=== PROBLEM DESCRIPTION ===
Once the line with "Locate every instance of the tent fabric" is found in the entries below, print it and each following line exactly, stopping after the line with "Locate every instance of the blue jeans"; print nothing else.

=== PROVIDED INFORMATION ===
────────────────────

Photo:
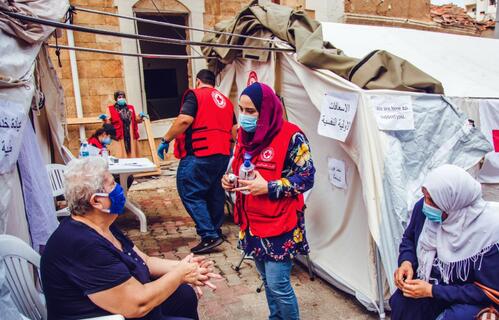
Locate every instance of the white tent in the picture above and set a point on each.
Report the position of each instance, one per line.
(347, 227)
(31, 115)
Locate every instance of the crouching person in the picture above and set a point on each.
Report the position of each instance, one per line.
(451, 243)
(90, 268)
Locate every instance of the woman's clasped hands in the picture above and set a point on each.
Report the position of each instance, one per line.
(198, 272)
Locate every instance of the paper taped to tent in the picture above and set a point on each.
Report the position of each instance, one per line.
(372, 147)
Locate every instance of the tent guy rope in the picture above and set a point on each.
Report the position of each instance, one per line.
(57, 24)
(173, 25)
(140, 55)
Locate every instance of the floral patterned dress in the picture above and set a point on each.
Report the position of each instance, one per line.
(298, 177)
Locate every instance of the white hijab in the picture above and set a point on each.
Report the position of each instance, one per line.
(470, 230)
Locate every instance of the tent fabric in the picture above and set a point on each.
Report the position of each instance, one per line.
(53, 92)
(443, 136)
(381, 187)
(20, 48)
(463, 64)
(489, 121)
(31, 32)
(37, 193)
(379, 69)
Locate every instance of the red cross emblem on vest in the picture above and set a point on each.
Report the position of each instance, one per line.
(218, 99)
(252, 78)
(267, 154)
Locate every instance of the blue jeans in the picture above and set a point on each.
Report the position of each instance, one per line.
(280, 294)
(200, 189)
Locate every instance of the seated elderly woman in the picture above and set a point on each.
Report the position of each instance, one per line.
(452, 241)
(90, 268)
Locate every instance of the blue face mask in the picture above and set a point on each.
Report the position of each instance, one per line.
(106, 140)
(248, 123)
(121, 102)
(432, 213)
(117, 198)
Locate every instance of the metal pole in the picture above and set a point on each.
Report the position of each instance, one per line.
(381, 289)
(496, 32)
(76, 83)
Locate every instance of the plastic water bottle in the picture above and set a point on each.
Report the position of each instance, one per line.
(105, 154)
(84, 153)
(247, 170)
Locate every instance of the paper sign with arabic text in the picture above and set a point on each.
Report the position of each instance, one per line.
(12, 122)
(337, 114)
(337, 173)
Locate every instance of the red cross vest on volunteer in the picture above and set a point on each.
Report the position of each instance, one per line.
(212, 126)
(95, 142)
(266, 217)
(118, 123)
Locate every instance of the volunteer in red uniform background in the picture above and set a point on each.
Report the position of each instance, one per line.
(204, 133)
(125, 121)
(272, 226)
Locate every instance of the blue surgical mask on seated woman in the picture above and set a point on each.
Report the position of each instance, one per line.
(117, 198)
(121, 102)
(248, 123)
(106, 140)
(432, 213)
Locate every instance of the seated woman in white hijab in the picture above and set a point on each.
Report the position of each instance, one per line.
(452, 241)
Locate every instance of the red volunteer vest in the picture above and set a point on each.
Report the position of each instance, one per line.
(212, 126)
(118, 123)
(95, 142)
(266, 217)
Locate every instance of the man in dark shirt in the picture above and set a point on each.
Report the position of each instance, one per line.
(204, 134)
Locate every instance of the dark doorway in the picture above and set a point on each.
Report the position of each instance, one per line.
(165, 80)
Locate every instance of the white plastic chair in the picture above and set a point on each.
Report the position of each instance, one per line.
(18, 256)
(56, 177)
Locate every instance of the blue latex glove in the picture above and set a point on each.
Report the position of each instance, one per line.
(163, 146)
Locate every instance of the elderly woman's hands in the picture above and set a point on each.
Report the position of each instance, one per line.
(189, 270)
(404, 272)
(205, 274)
(417, 289)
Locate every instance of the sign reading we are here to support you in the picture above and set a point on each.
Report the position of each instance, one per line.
(393, 112)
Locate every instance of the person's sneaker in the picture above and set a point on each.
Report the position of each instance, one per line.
(206, 245)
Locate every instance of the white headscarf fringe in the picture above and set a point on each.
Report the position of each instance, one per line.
(457, 269)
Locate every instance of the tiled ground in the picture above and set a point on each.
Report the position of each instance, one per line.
(171, 233)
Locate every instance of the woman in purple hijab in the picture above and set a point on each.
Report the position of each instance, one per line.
(269, 209)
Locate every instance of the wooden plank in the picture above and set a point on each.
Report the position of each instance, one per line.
(152, 146)
(150, 140)
(148, 174)
(82, 121)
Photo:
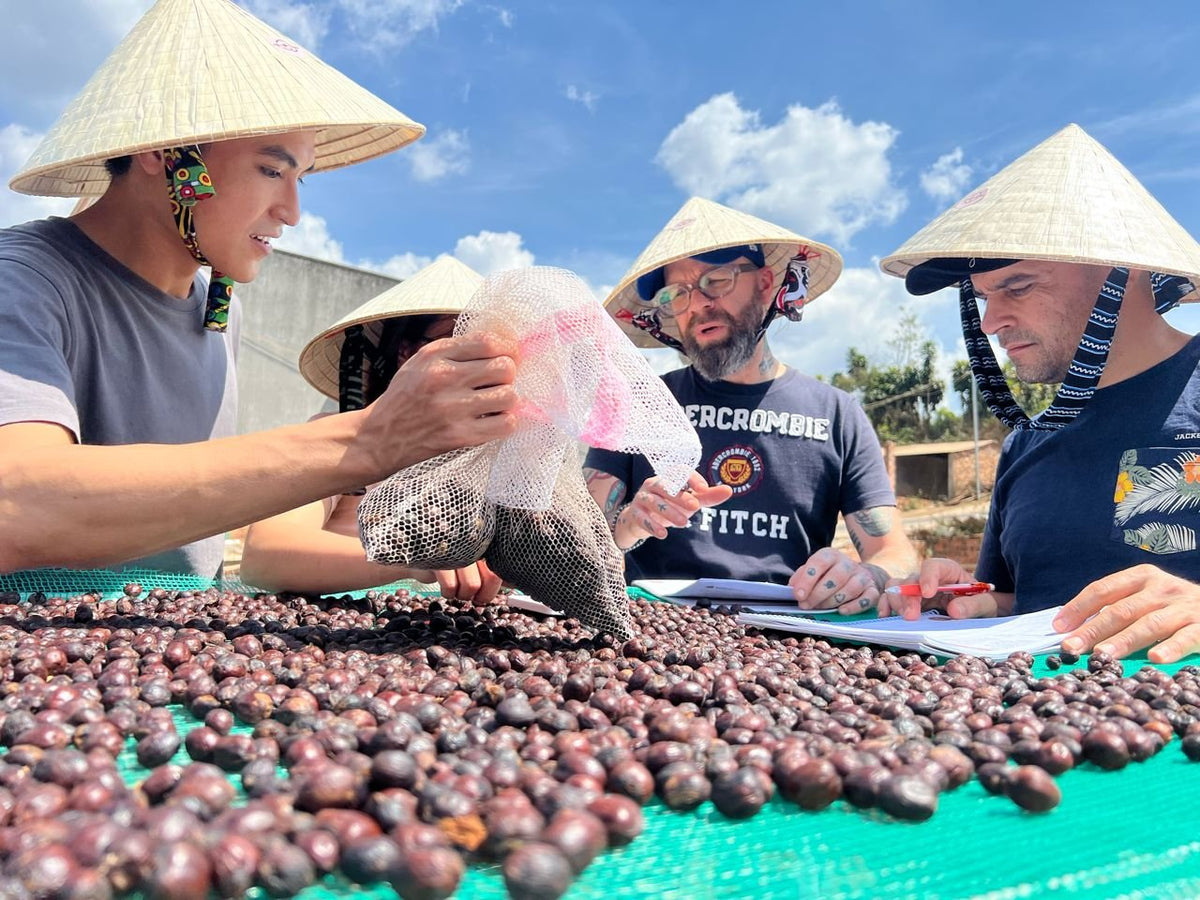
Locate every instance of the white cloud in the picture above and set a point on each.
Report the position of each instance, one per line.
(305, 23)
(311, 238)
(947, 178)
(52, 48)
(485, 252)
(863, 310)
(16, 145)
(492, 252)
(815, 171)
(388, 24)
(402, 265)
(442, 155)
(580, 96)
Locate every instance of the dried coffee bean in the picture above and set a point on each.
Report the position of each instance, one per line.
(427, 874)
(157, 749)
(1032, 789)
(1105, 749)
(180, 871)
(1191, 744)
(741, 793)
(579, 835)
(909, 797)
(682, 786)
(621, 816)
(633, 780)
(811, 784)
(537, 871)
(370, 861)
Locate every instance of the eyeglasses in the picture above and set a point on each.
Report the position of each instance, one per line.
(715, 283)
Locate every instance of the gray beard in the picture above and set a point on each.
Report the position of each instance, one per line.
(718, 361)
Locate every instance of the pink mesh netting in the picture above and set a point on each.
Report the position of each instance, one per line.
(521, 503)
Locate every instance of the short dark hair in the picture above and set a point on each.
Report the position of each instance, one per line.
(118, 166)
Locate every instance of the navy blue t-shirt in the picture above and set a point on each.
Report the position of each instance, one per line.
(796, 453)
(1117, 487)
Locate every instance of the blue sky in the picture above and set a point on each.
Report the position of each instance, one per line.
(568, 133)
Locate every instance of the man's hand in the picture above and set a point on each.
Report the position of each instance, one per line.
(475, 582)
(831, 579)
(450, 394)
(1133, 609)
(945, 571)
(653, 510)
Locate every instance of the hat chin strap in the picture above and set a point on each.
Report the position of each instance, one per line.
(187, 184)
(1086, 366)
(1083, 376)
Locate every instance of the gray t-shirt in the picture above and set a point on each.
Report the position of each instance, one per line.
(89, 345)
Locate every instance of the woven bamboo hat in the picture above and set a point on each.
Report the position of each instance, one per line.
(702, 226)
(195, 71)
(442, 288)
(1067, 199)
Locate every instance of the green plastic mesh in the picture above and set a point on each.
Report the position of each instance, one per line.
(1116, 835)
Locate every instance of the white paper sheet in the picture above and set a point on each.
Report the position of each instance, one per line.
(933, 633)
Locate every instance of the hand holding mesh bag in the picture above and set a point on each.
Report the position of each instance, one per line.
(521, 503)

────────────────────

=== YOUR RESPONSE ===
Locate every instance of the tent fabric in the picture above and set a point on each.
Report the position of each instance, one per line.
(53, 92)
(443, 136)
(381, 187)
(20, 48)
(463, 64)
(489, 121)
(31, 32)
(37, 193)
(379, 69)
Locate every instance of the red cross emblem on vest in the picture above and set a point on each.
Report the position of each instance, one per line.
(218, 99)
(252, 78)
(267, 154)
Locate every instance of the blue jeans in the picture above and set a point on each.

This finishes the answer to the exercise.